=== Exercises ===
(1) For the article on the UFC and Bud Light deal, decide whether each statement agrees with it, answering yes or no and quoting the words that settle it: (a) Dana White says 65,000 Americans are employed by Anheuser-Busch; (b) the Modelo deal covered markets around the world; (c) AB InBev brands account for 25% of all beer sales in the market the UFC gains access to.
(2) Transcribe part of the article on the UFC and Bud Light deal word for word, starting at the words "Outlined in the" and ending after "outside American markets.".

Is the Bud Light deal an even bigger win for UFC than for the troubled beer brand?

Maybe it wasn't just Bud Light getting a much needed reputation boost in their recent sponsor deal with the UFC.

By: Nate Wilcox | 1 month ago
Is the Bud Light deal an even bigger win for UFC than for the troubled beer brand?
Conor McGregor in 2015. | Marcelo Cortes / Fotoarena, IMAGO

This month’s UFC & Bud Light mega sponsorship deal initially seemed like a badly needed win for the troubled beer brand whose market share plummeted in the wake of a controversy involving their sponsorship of transgender social media influencer Dylan Mulvaney.

Dana White went right to work doing Bud Light damage control

It was hard to miss the fact that UFC CEO Dana White immediately got out there doing image rehab for Anheuser Busch.

“I am a big Military/Law Enforcement guy. They have this, ‘Folds of Honor’ where they’ve spent $44 million over the last however-many years. Fallen first responders and military people, their families get taken care of with this money; scholarships for their kids, etc. That is right up my alley. Almost a billion dollars a year go to US farmers, for their crops, for their products. That is right up my alley, that is exactly who I am. 65,000 Americans are employed by Anheuser-Busch, and thousands of them are vets. Right up my alley.

“And I could keep going on and on forever and tell you why I am more aligned with Anheuser-Busch than any of the other beer companies that were offering to pay us money.”

UFC might need Bud Light pretty badly too

But the more we learn from recent TKO financial news the more this deal looks like it solved a pretty major need for the UFC as well.

In a recent report from the Wall Street Journal, newly formed UFC & WWE partnership TKO chief financial officer Andrew Schleimer outlined some of the major benefits for the UFC, beyond just the rumored $100M price tag.

“We’ve made a concerted effort to grow from tens of millions of dollars of ad sales for UFC to a number that would put us on par with other major sports leagues today,” Schleimer explained.

“While the cash value of these deals are of extreme importance, when we look at these types of relationships, it’s almost as important to determine or to see the marketing value.”

“We want our partnerships going forward to reflect the global nature of our business—and the Modelo deal was a U.S.-only deal,” he concluded.

Outlined in the WSJ article are details that outline how, while the UFC will be represented by Budweiser and Bud Light in the US, they will be represented by more local AB InBev brands on an international scale. Not only will the UFC be getting Bud Light advertising in the states, but access to a market where AB InBev brands account for 25% of all beer sales. That includes Modelo, although a spokesperson for the beer company apparently declined to answer as to whether or not the UFC would be seeing a renewal of their Modelo partnership outside American markets.

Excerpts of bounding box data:

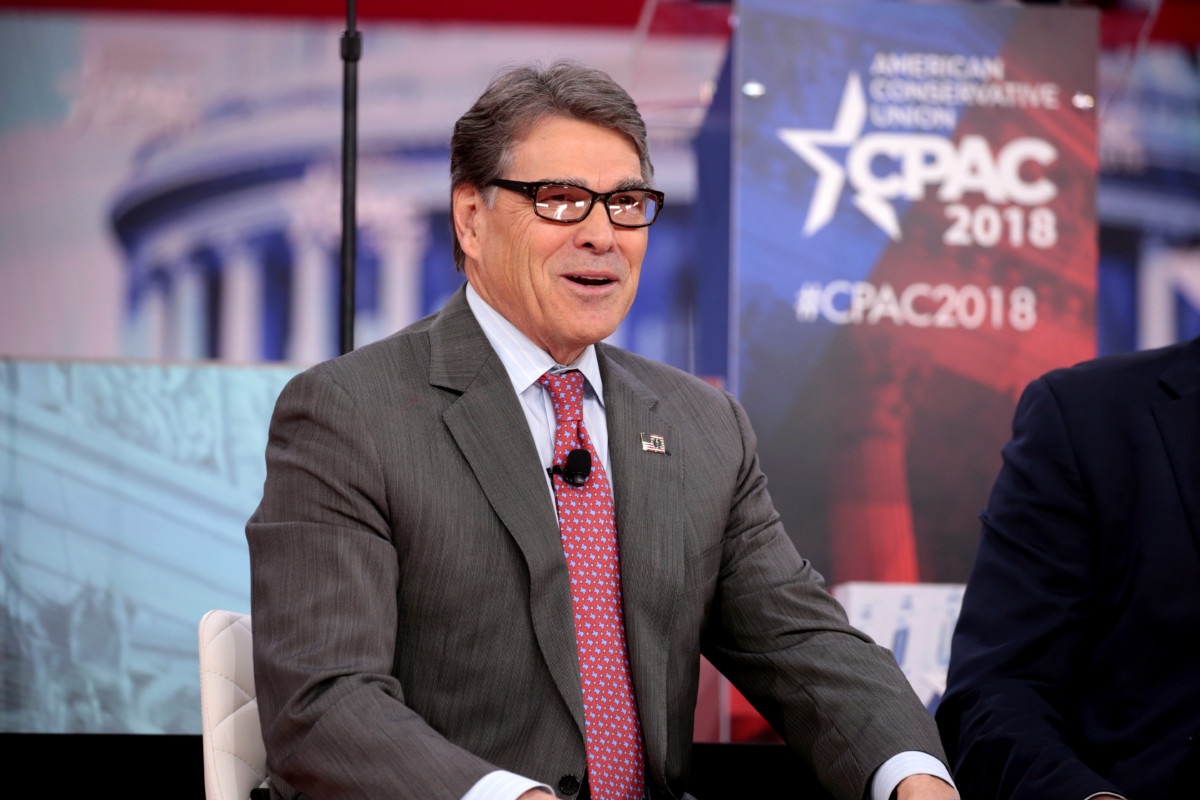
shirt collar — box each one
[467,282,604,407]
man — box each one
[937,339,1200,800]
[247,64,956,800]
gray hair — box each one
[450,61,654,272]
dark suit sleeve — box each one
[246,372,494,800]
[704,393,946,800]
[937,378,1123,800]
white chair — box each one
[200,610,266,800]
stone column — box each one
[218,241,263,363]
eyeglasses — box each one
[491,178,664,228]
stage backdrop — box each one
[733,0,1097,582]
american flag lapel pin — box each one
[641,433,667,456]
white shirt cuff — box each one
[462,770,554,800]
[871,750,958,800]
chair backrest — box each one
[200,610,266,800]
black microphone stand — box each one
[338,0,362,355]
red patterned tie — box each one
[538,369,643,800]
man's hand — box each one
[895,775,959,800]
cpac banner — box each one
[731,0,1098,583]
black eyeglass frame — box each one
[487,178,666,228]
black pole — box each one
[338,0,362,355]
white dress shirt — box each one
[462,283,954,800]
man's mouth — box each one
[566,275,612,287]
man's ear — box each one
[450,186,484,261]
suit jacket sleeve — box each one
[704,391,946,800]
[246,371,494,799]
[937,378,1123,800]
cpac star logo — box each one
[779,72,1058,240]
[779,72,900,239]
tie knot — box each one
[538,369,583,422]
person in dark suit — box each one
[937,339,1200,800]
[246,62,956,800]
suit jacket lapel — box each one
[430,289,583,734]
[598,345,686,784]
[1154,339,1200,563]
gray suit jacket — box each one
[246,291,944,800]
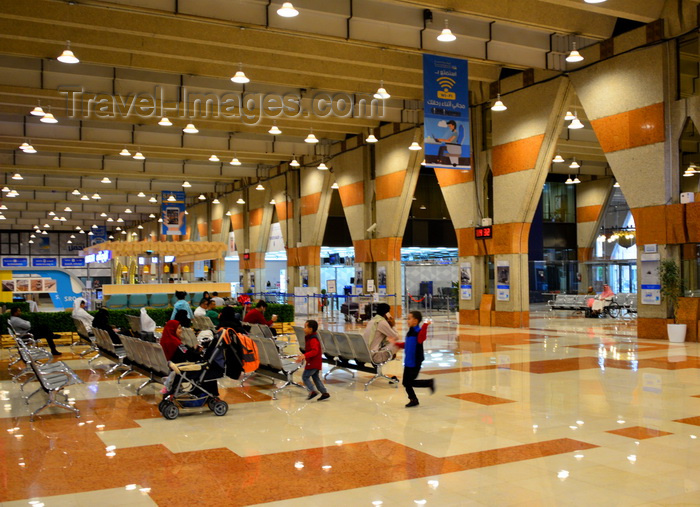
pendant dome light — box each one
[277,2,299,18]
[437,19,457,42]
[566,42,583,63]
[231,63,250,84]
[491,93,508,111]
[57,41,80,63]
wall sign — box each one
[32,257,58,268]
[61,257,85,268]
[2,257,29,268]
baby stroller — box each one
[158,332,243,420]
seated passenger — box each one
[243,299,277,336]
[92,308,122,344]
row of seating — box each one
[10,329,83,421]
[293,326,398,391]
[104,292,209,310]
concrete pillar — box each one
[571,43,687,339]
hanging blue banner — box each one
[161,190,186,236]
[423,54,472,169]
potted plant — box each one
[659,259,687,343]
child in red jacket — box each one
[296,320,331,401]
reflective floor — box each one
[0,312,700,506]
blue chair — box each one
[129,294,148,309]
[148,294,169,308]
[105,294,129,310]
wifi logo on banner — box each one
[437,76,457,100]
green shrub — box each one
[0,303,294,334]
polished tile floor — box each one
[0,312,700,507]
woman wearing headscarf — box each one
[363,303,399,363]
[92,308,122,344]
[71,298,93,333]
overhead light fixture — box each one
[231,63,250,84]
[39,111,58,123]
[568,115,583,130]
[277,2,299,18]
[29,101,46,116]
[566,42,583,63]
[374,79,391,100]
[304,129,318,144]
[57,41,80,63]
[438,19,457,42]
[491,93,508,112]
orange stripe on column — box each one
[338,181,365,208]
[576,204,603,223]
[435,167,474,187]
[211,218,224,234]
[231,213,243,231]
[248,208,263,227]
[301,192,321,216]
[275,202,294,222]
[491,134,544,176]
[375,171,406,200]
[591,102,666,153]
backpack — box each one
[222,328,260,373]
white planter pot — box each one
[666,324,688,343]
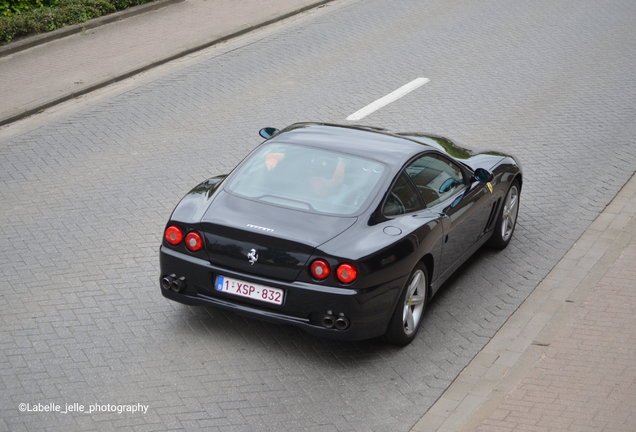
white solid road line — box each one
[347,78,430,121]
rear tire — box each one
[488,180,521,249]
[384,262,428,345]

=== Answers for this exercise ===
(1)
(a) Yes: "65,000 Americans are employed by Anheuser-Busch, and thousands of them are vets."
(b) No: "the Modelo deal was a U.S.-only deal"
(c) Yes: "access to a market where AB InBev brands account for 25% of all beer sales."

(2)
Outlined in the WSJ article are details that outline how, while the UFC will be represented by Budweiser and Bud Light in the US, they will be represented by more local AB InBev brands on an international scale. Not only will the UFC be getting Bud Light advertising in the states, but access to a market where AB InBev brands account for 25% of all beer sales. That includes Modelo, although a spokesperson for the beer company apparently declined to answer as to whether or not the UFC would be seeing a renewal of their Modelo partnership outside American markets.